- **TEXT**
Revzin and Snow are talking about distributing T-shirts emblazoned with 3-feet law messages at this year’s Viva Bike Vegas. Breen says the Strategic Communications Alliance, encompassing her program as well as NDOT and the Office of Traffic Safety, will soon roll out a campaign promoting the new cycling and pedestrian laws, as well as the law prohibiting hands-on cell-phone use. Lee Pretner, Ryan’s father, is working with the Department of Motor Vehicles to make sure the 3-feet law is incorporated into driver education, exams and tips.
As for enforcement, Snow and Breen say local police departments have been diligent upholders of similar laws—in part because they affect police, who also ride bikes and stand in the line of oncoming traffic during stops.
“They know the laws. It’s their job to quote chapter and verse from NRS (Nevada Revised Statutes), and they’ll be looking for those types of violators,” Snow says.

(Phrase grounding data)

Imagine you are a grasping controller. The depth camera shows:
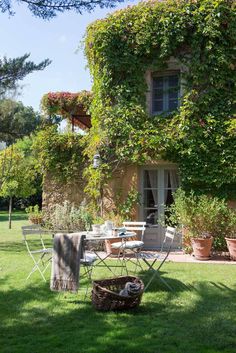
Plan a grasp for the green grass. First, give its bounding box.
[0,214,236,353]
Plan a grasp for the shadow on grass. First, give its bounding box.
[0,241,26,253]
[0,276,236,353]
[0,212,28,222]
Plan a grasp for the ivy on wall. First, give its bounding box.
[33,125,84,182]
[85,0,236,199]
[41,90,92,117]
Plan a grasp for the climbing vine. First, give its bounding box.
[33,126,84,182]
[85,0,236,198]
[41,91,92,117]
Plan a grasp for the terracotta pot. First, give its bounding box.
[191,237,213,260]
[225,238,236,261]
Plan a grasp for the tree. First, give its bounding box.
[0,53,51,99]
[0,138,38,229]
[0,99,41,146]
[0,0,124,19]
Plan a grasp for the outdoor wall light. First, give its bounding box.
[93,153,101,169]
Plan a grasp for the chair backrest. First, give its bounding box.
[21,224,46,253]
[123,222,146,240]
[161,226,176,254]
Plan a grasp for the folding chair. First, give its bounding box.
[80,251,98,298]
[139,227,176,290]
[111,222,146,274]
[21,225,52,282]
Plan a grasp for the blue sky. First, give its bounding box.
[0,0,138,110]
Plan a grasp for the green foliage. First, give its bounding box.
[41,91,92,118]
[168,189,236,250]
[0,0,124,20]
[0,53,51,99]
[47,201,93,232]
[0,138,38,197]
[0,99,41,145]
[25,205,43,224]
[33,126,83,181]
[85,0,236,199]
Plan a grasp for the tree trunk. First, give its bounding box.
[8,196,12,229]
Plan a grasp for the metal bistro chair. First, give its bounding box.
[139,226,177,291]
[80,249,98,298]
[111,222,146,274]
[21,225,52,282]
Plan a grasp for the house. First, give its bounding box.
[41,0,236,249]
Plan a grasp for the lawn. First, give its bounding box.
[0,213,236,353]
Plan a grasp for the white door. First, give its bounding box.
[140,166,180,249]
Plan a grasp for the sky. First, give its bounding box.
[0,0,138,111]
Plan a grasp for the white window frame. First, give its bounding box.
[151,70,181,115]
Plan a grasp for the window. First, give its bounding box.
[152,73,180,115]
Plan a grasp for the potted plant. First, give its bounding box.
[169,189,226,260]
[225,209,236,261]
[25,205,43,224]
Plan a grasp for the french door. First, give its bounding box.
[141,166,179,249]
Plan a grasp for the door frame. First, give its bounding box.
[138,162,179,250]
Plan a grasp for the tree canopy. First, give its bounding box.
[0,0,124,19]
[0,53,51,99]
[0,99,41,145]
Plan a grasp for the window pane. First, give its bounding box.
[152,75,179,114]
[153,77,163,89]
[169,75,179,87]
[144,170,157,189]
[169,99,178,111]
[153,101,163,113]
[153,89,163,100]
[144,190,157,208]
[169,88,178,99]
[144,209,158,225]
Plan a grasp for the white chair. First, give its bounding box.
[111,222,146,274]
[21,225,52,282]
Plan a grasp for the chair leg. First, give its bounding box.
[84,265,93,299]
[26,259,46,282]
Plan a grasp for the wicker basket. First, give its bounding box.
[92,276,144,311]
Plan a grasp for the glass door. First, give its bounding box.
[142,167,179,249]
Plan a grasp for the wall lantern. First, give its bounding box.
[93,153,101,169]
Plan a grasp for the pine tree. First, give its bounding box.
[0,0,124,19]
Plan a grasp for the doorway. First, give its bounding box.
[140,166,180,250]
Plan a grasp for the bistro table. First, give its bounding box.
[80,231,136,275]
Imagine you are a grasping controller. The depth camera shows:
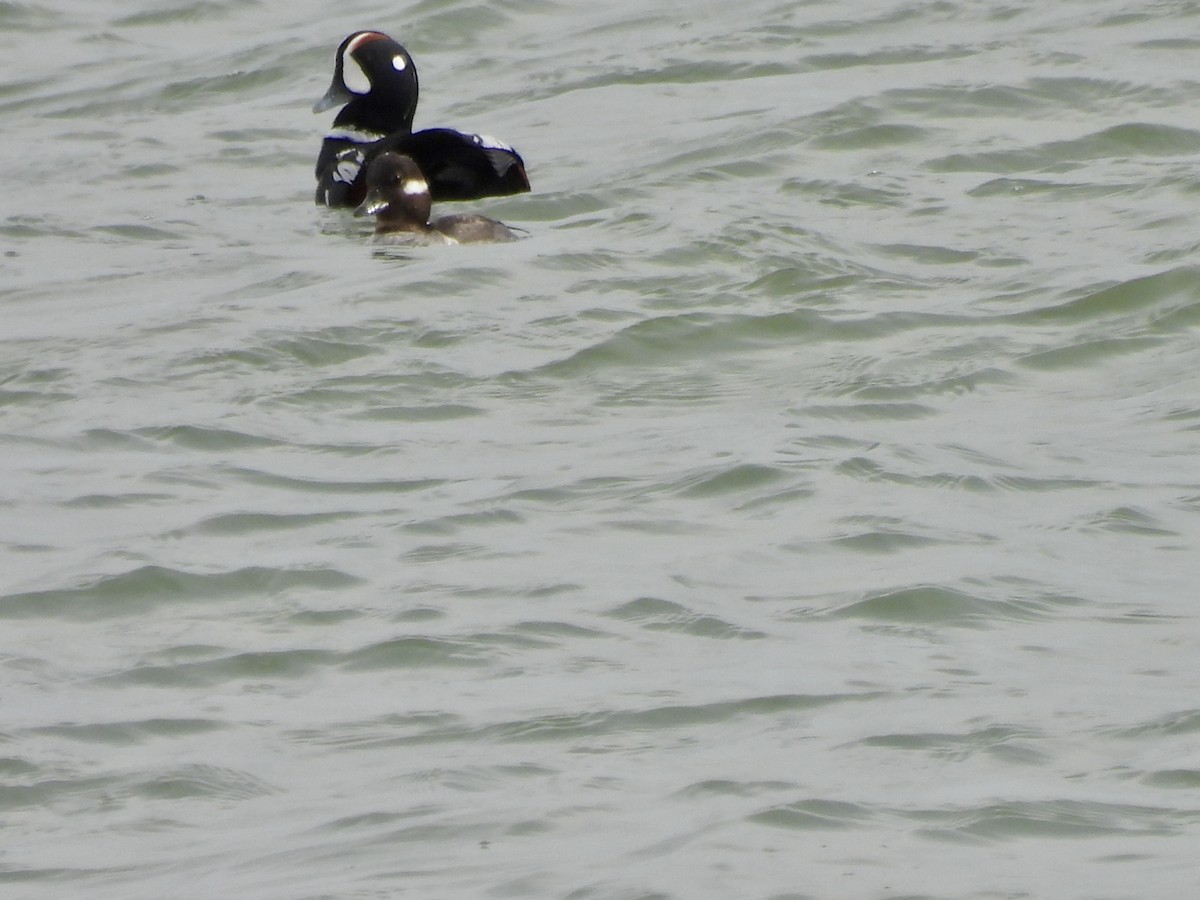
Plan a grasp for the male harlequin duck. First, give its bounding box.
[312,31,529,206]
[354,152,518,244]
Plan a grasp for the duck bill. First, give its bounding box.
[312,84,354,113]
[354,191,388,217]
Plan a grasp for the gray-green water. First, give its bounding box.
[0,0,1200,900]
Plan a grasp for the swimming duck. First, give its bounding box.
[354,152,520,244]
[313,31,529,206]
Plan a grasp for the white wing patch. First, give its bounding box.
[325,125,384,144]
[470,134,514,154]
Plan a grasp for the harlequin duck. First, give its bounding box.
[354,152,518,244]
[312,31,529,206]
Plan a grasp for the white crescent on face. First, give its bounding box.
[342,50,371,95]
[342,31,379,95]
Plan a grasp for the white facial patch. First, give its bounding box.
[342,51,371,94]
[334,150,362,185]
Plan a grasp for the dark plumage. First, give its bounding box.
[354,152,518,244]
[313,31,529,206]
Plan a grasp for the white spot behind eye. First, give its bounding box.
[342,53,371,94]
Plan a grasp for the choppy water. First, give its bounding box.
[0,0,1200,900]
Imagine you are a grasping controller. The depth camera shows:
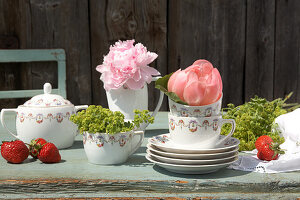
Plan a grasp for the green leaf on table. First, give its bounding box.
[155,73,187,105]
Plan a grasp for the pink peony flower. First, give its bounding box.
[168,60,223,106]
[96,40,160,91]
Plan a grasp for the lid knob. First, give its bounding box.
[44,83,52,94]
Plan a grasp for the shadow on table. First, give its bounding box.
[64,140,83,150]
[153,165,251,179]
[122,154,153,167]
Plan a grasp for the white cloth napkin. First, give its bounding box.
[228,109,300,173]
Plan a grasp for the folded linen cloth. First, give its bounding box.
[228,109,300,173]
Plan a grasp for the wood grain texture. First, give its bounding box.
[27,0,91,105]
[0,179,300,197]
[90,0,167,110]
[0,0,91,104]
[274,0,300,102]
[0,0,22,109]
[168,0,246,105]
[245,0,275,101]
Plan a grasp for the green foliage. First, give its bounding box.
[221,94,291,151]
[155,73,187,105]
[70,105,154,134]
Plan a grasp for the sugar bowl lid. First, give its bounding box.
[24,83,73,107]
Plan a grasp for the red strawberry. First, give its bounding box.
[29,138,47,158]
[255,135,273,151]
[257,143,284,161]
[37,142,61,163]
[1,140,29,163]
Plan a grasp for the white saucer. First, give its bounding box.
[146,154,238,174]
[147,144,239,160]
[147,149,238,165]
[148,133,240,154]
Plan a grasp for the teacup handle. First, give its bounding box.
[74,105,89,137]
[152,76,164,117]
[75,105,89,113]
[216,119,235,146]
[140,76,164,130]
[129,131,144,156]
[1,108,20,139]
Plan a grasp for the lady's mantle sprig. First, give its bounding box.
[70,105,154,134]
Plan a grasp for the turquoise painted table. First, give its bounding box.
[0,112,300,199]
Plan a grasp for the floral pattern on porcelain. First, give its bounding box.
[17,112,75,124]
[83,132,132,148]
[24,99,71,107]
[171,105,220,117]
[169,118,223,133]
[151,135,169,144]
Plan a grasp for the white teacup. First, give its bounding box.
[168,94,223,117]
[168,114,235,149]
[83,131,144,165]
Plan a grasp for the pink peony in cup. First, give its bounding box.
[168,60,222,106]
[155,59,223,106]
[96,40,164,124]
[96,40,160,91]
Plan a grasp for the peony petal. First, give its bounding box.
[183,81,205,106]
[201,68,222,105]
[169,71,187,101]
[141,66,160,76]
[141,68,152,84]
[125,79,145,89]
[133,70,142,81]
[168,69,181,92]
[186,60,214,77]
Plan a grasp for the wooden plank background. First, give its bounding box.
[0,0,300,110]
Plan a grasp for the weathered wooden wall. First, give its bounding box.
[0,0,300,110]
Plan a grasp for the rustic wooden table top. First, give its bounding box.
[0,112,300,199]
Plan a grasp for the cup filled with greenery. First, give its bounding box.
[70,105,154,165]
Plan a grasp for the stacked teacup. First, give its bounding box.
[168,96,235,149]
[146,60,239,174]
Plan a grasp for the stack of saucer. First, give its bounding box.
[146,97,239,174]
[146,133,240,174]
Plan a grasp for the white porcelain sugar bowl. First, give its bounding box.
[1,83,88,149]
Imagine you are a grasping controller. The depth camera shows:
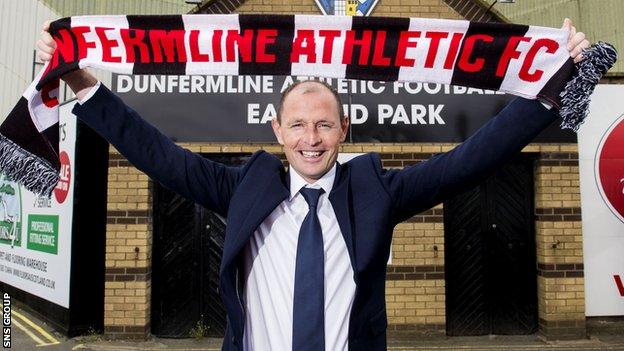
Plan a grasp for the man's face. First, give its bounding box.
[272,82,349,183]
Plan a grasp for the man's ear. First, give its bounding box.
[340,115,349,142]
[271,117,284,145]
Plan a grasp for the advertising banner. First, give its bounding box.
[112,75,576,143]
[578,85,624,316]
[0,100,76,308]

- **TASK DETAILS**
Pick up the text about Nevada's 3-feet cycling law after its last sentence and carry it forward.

- **ANSWER SPACE**
If the cops are indeed watching out for cyclists, they might notice Ryan Pretner. In March, for the first time since his accident, he got back on a bicycle.
Alongside him was his new wife, Sylvia Esparza, the woman who kept a steady watch by his bedside during the agonizing early stages of recovery, which took Pretner—who turns 40 on Aug. 22—to clinics and specialists in two states. It was Esparza who put a stationary bike in the bedroom and made sure it was part of her husband’s daily routine.
“I still love riding,” Pretner says with a smile.
Esparza smiles, too. “The accident took so much away,” she says. “By riding again, Ryan got something back.”